Jani Wickholm (born 20 September 1977, in Kerava) is a Finnish pop/rock singer. He came in second place on the Finnish MTV3 show Finnish Idols in 2004 after Hanna Pakarinen. Both Wickholm and Pakarinen had previously worked as truck-drivers.

Wickholm's albums have been comparably successful to the albums of Hanna Pakarinen. His debut album Kaikki muuttuu (Everything changes) topped the Finnish album chart. Wickholm's second album Alumiinitähdet (Aluminium stars) stayed on the chart for three weeks.

Wickholm lives in Jämsä in 2012.

Discography

Albums 
 Kaikki muuttuu (Everything changes) (2004)
 Alumiinitähdet (Aluminium stars) (2005)
 Yhden lauseen mies (Man of one sentence) (2007)
 Ranta-ahon valot  (2008)

Records in a dataset:

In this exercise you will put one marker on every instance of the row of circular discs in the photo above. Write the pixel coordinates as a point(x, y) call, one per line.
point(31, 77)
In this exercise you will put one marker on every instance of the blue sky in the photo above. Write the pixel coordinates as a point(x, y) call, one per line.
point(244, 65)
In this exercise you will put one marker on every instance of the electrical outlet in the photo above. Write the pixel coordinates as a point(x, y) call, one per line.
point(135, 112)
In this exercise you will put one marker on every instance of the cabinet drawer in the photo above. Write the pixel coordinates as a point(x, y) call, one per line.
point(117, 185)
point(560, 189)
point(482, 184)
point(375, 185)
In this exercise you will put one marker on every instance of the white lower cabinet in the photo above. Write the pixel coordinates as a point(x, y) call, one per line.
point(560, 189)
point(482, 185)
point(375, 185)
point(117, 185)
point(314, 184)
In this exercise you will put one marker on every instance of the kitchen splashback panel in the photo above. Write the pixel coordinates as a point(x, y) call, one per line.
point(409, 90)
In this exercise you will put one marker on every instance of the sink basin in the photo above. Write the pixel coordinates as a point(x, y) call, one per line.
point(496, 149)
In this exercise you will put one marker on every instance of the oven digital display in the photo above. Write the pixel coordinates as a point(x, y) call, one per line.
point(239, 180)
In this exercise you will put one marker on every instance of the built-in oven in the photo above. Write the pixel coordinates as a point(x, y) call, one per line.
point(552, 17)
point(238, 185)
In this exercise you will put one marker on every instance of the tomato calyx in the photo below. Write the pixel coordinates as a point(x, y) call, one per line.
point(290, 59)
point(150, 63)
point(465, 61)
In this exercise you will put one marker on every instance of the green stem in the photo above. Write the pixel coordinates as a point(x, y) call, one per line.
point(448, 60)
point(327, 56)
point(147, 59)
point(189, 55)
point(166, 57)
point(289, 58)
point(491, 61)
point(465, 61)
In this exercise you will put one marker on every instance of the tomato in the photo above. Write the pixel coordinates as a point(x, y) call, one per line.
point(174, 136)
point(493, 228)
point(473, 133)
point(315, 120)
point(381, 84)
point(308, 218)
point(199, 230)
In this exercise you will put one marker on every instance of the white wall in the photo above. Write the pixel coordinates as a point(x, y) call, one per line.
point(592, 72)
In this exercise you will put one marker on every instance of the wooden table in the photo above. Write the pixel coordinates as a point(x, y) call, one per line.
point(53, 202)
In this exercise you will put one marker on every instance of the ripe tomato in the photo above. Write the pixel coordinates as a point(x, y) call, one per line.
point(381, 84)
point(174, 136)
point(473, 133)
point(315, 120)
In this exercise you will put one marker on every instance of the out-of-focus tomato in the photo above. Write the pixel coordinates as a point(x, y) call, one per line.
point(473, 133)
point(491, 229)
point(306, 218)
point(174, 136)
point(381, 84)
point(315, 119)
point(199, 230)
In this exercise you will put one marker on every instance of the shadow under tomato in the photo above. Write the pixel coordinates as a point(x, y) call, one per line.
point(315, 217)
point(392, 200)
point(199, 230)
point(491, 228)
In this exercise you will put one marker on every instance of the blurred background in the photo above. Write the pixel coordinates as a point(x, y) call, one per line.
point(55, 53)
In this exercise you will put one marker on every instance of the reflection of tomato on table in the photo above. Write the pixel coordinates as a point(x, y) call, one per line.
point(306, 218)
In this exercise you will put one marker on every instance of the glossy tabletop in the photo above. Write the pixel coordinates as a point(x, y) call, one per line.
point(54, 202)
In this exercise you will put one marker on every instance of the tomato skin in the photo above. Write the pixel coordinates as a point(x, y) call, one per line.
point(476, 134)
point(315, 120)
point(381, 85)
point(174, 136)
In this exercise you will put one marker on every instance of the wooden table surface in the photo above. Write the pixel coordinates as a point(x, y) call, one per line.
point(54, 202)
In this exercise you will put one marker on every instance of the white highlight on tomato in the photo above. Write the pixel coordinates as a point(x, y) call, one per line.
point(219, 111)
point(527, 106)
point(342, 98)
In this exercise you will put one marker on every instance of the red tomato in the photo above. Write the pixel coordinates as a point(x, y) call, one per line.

(Job 1):
In the text about Jani Wickholm, copy the passage that begins at the words "Jani Wickholm (born" and stops after "for three weeks.".
(Job 2):
Name every album in the discography of the text about Jani Wickholm, with its year.
(Job 3):
Using the text about Jani Wickholm, answer each question:
(a) Who placed first on Finnish Idols in 2004?
(b) For how long was Alumiinitähdet on the chart?
(c) In which year did Yhden lauseen mies come out?
Nothing here depends on the material.

(Expected answer 1):
Jani Wickholm (born 20 September 1977, in Kerava) is a Finnish pop/rock singer. He came in second place on the Finnish MTV3 show Finnish Idols in 2004 after Hanna Pakarinen. Both Wickholm and Pakarinen had previously worked as truck-drivers.

Wickholm's albums have been comparably successful to the albums of Hanna Pakarinen. His debut album Kaikki muuttuu (Everything changes) topped the Finnish album chart. Wickholm's second album Alumiinitähdet (Aluminium stars) stayed on the chart for three weeks.

(Expected answer 2):
Kaikki muuttuu (2004)
Alumiinitähdet (2005)
Yhden lauseen mies (2007)
Ranta-ahon valot (2008)

(Expected answer 3):
(a) Hanna Pakarinen
(b) Three weeks
(c) 2007